Göllersdorf ist eine der Einrichtungen, in denen psychisch kranke oder gefährliche Rechtsbrecher untergebracht werden. Rund 60 dieser Personen werden nach einer Novelle ab Herbst entlassen.

Foto: APA / HELMUT FOHRINGER

Wien – Seit dem 1. März gibt es offiziell keine "Anstalt für geistig abnorme Rechtsbrecher" mehr. Der Grund: ein Paket mit dem etwas sperrigen Titel "Maßnahmenvollzugsanpassungsgesetz 2022", das mit den Stimmen von ÖVP und Grünen im Nationalrat beschlossen worden ist. Der Sinn der im Justizministerium von Alma Zadić (Grüne) ausgearbeiteten Reform: Es sollen weniger Gesetzesbrecherinnen und Gesetzesbrecher auf unbestimmte Dauer weggesperrt werden können.

Aus der "Anstalt für geistig abnorme Rechtsbrecher" wurde damit das "forensisch-therapeutische Zentrum". Und die Bedingungen für die sogenannte Anlasstat, die man begehen muss, um vom Gericht in einer derartigen Einrichtung untergebracht werden zu können, wurden teils deutlich erhöht. Personen unter 18 Jahren können seit der Reform erst bei Delikten mit Strafdrohungen über zehn Jahre Haft strafrechtlich untergebracht werden.

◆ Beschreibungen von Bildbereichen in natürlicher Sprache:
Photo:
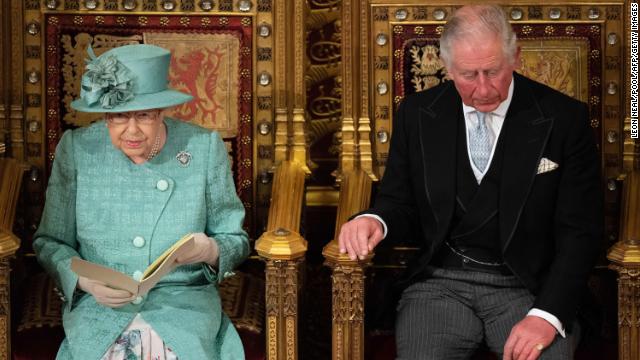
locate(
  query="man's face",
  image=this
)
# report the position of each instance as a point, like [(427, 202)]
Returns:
[(481, 72)]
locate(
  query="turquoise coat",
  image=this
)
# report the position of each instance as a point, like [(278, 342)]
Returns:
[(98, 202)]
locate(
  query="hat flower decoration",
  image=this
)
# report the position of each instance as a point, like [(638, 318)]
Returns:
[(106, 81), (127, 78)]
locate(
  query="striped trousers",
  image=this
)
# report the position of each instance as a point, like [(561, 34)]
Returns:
[(450, 314)]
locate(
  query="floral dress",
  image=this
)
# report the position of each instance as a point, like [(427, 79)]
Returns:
[(139, 342)]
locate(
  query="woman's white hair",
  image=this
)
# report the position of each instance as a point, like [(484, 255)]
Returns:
[(477, 20)]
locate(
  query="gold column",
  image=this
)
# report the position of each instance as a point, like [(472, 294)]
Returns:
[(350, 90), (9, 244), (4, 27), (625, 259), (290, 95), (283, 249), (281, 77), (16, 111), (298, 51), (348, 275)]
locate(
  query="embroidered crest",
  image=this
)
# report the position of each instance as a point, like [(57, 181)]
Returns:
[(184, 158)]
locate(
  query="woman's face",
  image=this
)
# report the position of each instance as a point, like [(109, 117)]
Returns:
[(135, 132)]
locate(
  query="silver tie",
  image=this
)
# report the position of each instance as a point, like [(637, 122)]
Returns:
[(480, 143)]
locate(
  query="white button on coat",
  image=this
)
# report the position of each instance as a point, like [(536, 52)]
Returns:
[(137, 275), (162, 185), (138, 241)]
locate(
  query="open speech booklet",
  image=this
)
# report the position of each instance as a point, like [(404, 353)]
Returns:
[(164, 264)]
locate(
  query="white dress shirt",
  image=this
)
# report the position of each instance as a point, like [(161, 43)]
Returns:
[(494, 120)]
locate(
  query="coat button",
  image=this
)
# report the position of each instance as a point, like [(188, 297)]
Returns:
[(162, 185), (137, 275), (138, 241)]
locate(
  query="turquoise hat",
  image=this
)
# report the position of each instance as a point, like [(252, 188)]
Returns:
[(127, 78)]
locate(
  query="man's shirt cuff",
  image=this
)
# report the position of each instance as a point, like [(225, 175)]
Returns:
[(551, 319), (384, 226)]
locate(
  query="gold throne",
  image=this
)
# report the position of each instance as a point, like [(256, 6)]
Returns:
[(390, 49), (235, 58)]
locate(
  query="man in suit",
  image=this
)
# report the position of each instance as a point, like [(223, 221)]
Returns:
[(497, 177)]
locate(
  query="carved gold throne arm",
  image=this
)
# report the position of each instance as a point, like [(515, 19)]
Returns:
[(283, 250), (11, 172), (348, 275), (625, 259)]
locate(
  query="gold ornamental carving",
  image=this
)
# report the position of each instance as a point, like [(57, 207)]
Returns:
[(625, 259), (282, 287)]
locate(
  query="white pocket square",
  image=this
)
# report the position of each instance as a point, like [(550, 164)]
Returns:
[(546, 165)]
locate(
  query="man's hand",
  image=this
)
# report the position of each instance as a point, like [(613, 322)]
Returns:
[(104, 295), (205, 250), (528, 339), (359, 236)]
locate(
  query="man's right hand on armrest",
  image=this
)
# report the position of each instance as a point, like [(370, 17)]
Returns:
[(360, 236)]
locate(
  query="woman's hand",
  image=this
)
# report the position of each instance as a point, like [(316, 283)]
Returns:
[(103, 294), (205, 250)]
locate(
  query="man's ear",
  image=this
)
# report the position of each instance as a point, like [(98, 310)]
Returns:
[(517, 61)]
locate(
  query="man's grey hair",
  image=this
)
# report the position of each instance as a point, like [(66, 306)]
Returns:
[(471, 21)]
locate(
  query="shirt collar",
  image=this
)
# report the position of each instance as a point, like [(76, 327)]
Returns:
[(501, 110)]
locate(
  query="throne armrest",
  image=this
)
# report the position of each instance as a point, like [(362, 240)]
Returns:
[(283, 249), (9, 243), (348, 275)]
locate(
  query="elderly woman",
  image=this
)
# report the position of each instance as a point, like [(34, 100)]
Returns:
[(121, 192)]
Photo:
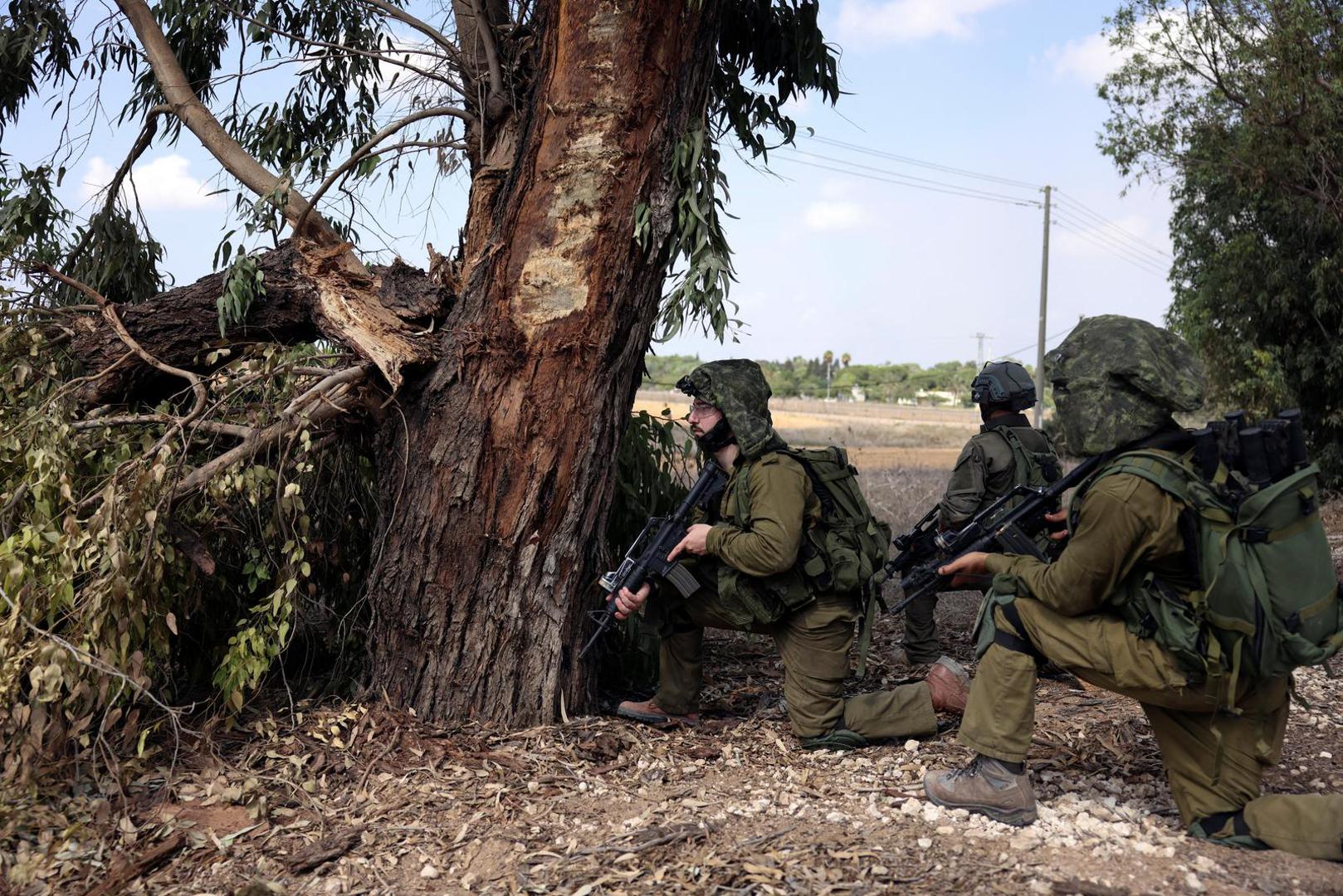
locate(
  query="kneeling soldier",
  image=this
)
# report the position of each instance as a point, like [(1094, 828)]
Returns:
[(747, 562), (1006, 451), (1092, 611)]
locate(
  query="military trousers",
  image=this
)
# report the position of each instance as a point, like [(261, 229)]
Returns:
[(921, 641), (1214, 759), (813, 642)]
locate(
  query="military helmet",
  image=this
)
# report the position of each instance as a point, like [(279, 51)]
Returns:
[(1117, 379), (1004, 383), (736, 387)]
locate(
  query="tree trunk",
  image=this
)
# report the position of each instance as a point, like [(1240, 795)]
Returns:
[(501, 458)]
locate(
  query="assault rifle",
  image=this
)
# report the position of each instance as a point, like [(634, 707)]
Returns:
[(647, 557), (994, 529)]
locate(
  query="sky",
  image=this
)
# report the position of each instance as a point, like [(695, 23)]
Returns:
[(845, 260)]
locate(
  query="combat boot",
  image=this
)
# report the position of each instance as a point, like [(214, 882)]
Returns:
[(840, 739), (650, 712), (950, 685), (986, 786)]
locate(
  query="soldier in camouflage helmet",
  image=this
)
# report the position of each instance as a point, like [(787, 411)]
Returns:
[(745, 557), (1006, 451), (1116, 383)]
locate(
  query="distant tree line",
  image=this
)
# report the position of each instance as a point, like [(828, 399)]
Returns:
[(806, 377)]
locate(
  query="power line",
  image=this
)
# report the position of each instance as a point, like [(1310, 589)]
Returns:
[(896, 173), (1111, 225), (921, 163), (1068, 218), (1026, 348), (1091, 236), (904, 183), (1154, 271)]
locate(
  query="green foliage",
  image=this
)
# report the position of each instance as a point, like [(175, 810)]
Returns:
[(32, 218), (652, 470), (243, 284), (701, 292), (1237, 106), (775, 45), (769, 51), (37, 49), (119, 260), (193, 601)]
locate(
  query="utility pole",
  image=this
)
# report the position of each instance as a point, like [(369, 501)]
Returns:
[(1043, 301)]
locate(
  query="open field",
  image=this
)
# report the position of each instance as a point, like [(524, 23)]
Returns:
[(878, 436)]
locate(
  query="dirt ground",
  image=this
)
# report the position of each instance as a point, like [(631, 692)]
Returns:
[(354, 798)]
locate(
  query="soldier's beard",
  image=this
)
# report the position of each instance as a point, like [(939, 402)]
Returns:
[(717, 437)]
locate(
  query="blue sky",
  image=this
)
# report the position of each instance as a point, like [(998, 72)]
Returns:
[(833, 261), (829, 261)]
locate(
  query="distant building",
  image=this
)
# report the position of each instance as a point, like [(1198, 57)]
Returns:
[(936, 398)]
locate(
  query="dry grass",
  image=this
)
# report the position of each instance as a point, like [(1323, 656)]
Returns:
[(886, 434)]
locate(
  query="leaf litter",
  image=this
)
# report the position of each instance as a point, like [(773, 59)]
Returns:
[(359, 798)]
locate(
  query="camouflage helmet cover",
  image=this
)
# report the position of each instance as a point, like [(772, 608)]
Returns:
[(738, 388), (1004, 383), (1117, 379)]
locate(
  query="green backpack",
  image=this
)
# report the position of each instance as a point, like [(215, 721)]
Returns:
[(849, 546), (1268, 599), (842, 553)]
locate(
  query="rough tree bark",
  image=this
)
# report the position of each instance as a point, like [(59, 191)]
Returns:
[(175, 325), (497, 460), (506, 448)]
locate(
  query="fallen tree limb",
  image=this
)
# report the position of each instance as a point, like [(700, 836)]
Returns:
[(309, 403)]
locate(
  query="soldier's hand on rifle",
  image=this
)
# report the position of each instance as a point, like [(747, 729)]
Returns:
[(696, 542), (967, 570), (628, 602), (1058, 516)]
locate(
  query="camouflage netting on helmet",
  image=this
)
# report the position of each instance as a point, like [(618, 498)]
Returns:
[(739, 390), (1117, 379)]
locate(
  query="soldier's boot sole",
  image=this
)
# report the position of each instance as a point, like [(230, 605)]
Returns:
[(1014, 817), (657, 718)]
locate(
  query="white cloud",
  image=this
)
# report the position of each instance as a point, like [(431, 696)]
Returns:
[(1088, 60), (1091, 58), (826, 215), (906, 21), (161, 184)]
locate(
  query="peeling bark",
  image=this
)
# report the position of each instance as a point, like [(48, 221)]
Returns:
[(182, 324), (493, 524)]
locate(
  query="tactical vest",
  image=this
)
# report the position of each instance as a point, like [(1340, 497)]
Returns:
[(838, 555), (1267, 598), (1029, 468), (750, 598)]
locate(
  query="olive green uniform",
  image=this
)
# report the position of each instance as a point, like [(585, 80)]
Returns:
[(984, 472), (750, 582), (1064, 611)]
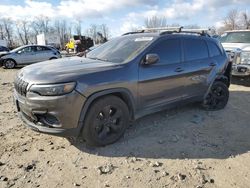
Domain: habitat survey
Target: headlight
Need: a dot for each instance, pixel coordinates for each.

◆ Aufgabenstellung: Zitieren Sie den Text über die Reform des Maßnahmenvollzugs vollständig und wortgetreu. Das Material spielt hierbei keine Rolle.

◆ Schriftliche Antwort:
Göllersdorf ist eine der Einrichtungen, in denen psychisch kranke oder gefährliche Rechtsbrecher untergebracht werden. Rund 60 dieser Personen werden nach einer Novelle ab Herbst entlassen.

Foto: APA / HELMUT FOHRINGER

Wien – Seit dem 1. März gibt es offiziell keine "Anstalt für geistig abnorme Rechtsbrecher" mehr. Der Grund: ein Paket mit dem etwas sperrigen Titel "Maßnahmenvollzugsanpassungsgesetz 2022", das mit den Stimmen von ÖVP und Grünen im Nationalrat beschlossen worden ist. Der Sinn der im Justizministerium von Alma Zadić (Grüne) ausgearbeiteten Reform: Es sollen weniger Gesetzesbrecherinnen und Gesetzesbrecher auf unbestimmte Dauer weggesperrt werden können.

Aus der "Anstalt für geistig abnorme Rechtsbrecher" wurde damit das "forensisch-therapeutische Zentrum". Und die Bedingungen für die sogenannte Anlasstat, die man begehen muss, um vom Gericht in einer derartigen Einrichtung untergebracht werden zu können, wurden teils deutlich erhöht. Personen unter 18 Jahren können seit der Reform erst bei Delikten mit Strafdrohungen über zehn Jahre Haft strafrechtlich untergebracht werden.